-- BEGIN PROVIDED TEXT --
The Headquarters office of the Central Organisation for Railway Electrification (CORE) is headed by a General Manager and assisted by Electrical, Signal and Telecommunications (S&T), Civil, Store, Personnel, Vigilance and Finance departments. Presently eight Railway Electrification project offices are functioning i.e. Ambala, Bhubaneswar, Chennai, Lucknow, Kota and Secunderabad, Gorakhpur, Hajipur and New Jalpaiguri headed by Chief Project Managers.
Planwise progress of electrification on IR
In the wake of industrial development in the Eastern region, electrification and dieselisation had to be introduced in the early 1960s to cope with the growing traffic. After the completion of the second Five Year Plan, Indian Railways had electrified 216 route-kilometres (rkm) on 25 kV AC. During the Third Plan, along with considerable indigenisation, electrification was extended over another 1,678 rkm. The pace of electrification, however, slowed down until the oil crisis of the 1970s. The second oil crisis, in particular, brought to the fore the need for evolving a long term policy for electrification to reduce the dependence of railways on petroleum based energy.
-- END PROVIDED TEXT --
#### WRITTEN INSTRUCTION 1
Render the records as a JSON list of strings, one string per line with blank lines left out, starting with the line that contains "Every instance of the curled" and going on through the last line of the records.
-- BEGIN DATA SHOWN --
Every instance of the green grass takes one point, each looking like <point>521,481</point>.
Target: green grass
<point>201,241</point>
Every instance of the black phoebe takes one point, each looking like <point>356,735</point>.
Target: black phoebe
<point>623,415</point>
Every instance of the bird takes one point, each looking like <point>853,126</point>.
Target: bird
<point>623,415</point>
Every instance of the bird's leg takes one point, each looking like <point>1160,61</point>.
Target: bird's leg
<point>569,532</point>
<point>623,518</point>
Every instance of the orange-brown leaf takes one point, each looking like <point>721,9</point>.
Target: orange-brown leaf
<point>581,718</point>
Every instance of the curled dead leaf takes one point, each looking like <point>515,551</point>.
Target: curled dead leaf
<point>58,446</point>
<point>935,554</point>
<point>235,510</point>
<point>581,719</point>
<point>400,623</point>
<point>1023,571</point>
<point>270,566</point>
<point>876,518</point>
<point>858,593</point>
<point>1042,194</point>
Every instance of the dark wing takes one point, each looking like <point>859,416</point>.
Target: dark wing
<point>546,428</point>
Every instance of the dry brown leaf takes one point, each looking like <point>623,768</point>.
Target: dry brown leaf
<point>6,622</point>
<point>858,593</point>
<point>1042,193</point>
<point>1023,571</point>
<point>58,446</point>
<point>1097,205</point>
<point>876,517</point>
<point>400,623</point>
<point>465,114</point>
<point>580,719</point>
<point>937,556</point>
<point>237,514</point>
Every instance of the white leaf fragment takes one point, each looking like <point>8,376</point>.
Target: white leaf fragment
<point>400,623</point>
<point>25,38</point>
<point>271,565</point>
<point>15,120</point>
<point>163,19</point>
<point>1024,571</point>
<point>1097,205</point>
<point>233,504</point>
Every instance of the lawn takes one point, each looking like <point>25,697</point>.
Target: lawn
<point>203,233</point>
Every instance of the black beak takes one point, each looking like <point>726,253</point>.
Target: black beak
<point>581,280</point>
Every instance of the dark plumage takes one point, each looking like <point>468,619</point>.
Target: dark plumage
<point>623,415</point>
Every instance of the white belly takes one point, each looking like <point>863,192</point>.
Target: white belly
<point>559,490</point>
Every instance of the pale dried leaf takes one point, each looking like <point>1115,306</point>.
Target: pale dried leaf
-- END DATA SHOWN --
#### WRITTEN INSTRUCTION 2
According to the railway electrification text, why did the second oil crisis lead to a call for a long-term electrification policy?

#### RESULT 1
[
  "Every instance of the curled dead leaf takes one point, each looking like <point>515,551</point>.",
  "Target: curled dead leaf",
  "<point>58,446</point>",
  "<point>935,554</point>",
  "<point>235,510</point>",
  "<point>581,719</point>",
  "<point>400,623</point>",
  "<point>1023,571</point>",
  "<point>270,566</point>",
  "<point>876,518</point>",
  "<point>858,593</point>",
  "<point>1042,194</point>",
  "Every instance of the dark wing takes one point, each looking like <point>859,416</point>.",
  "Target: dark wing",
  "<point>546,428</point>",
  "Every instance of the dry brown leaf takes one point, each looking like <point>623,768</point>.",
  "Target: dry brown leaf",
  "<point>6,622</point>",
  "<point>858,593</point>",
  "<point>1042,193</point>",
  "<point>1023,571</point>",
  "<point>58,446</point>",
  "<point>1097,205</point>",
  "<point>876,517</point>",
  "<point>400,623</point>",
  "<point>465,114</point>",
  "<point>580,719</point>",
  "<point>937,556</point>",
  "<point>237,514</point>",
  "Every instance of the white leaf fragment takes one point, each looking like <point>8,376</point>.",
  "Target: white leaf fragment",
  "<point>400,623</point>",
  "<point>25,38</point>",
  "<point>271,565</point>",
  "<point>15,120</point>",
  "<point>163,19</point>",
  "<point>1024,571</point>",
  "<point>1097,205</point>",
  "<point>233,504</point>",
  "Every instance of the lawn takes one point, each looking like <point>25,697</point>.",
  "Target: lawn",
  "<point>203,233</point>",
  "Every instance of the black beak takes one point, each looking like <point>726,253</point>.",
  "Target: black beak",
  "<point>581,280</point>",
  "Every instance of the dark plumage takes one point, each looking like <point>468,619</point>.",
  "Target: dark plumage",
  "<point>623,415</point>",
  "Every instance of the white belly takes one point, each looking like <point>863,192</point>.",
  "Target: white belly",
  "<point>559,490</point>",
  "Every instance of the pale dried leaf takes one point, each looking like <point>1115,306</point>.",
  "Target: pale dried leaf"
]

#### RESULT 2
The second oil crisis highlighted the need for a long-term electrification policy because such a policy would reduce the railways' dependence on petroleum-based energy.